> [Do this]:
Quote the items below word for word, from the line containing "To accomplish the task, the agent needs to click the pink" through the line containing "403 176 520 268", including both of those lines.

> [Provided data]:
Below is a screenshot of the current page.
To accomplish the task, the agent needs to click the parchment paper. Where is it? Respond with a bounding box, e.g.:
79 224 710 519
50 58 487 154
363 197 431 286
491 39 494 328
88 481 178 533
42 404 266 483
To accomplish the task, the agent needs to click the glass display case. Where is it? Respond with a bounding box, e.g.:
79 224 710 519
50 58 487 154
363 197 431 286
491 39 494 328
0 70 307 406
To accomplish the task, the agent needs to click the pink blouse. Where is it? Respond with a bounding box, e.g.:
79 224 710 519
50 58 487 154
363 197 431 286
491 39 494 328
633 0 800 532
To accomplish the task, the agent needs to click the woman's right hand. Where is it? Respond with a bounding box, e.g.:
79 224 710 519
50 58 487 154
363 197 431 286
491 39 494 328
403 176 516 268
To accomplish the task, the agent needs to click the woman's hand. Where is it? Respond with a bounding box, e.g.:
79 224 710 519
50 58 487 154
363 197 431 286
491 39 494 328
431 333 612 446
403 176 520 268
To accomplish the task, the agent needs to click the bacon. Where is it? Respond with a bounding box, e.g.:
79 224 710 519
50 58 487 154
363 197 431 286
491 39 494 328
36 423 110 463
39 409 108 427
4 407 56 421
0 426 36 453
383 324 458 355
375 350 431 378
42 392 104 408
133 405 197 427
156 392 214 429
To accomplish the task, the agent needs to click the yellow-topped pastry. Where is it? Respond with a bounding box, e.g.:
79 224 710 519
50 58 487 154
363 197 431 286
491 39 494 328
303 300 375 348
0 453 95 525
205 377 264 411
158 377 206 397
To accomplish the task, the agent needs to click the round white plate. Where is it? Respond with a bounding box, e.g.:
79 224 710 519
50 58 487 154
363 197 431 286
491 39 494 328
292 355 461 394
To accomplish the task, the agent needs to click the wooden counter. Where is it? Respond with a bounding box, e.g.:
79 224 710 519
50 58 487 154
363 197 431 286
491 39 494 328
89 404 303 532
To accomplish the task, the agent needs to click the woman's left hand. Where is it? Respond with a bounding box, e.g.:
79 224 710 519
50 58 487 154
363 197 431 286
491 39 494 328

> [Result for this exercise]:
To accomplish the task, the agent needs to click the pink blouse. Where is it? Respond with a bounding box, e.g.:
79 224 710 519
50 58 487 154
363 197 431 286
491 39 494 328
633 0 800 532
To accomplish the task, the agent needs to click the woman's right hand. Where is it? Respond with a bounding box, e.g.:
79 224 710 519
50 58 487 154
363 197 431 286
491 39 494 328
403 176 516 268
To accomplish the task, the agent needs to click the woman's hand. Where is it? Respond with a bounding box, e.g.:
79 224 710 519
50 58 487 154
363 197 431 286
491 39 494 328
431 333 612 446
403 176 520 268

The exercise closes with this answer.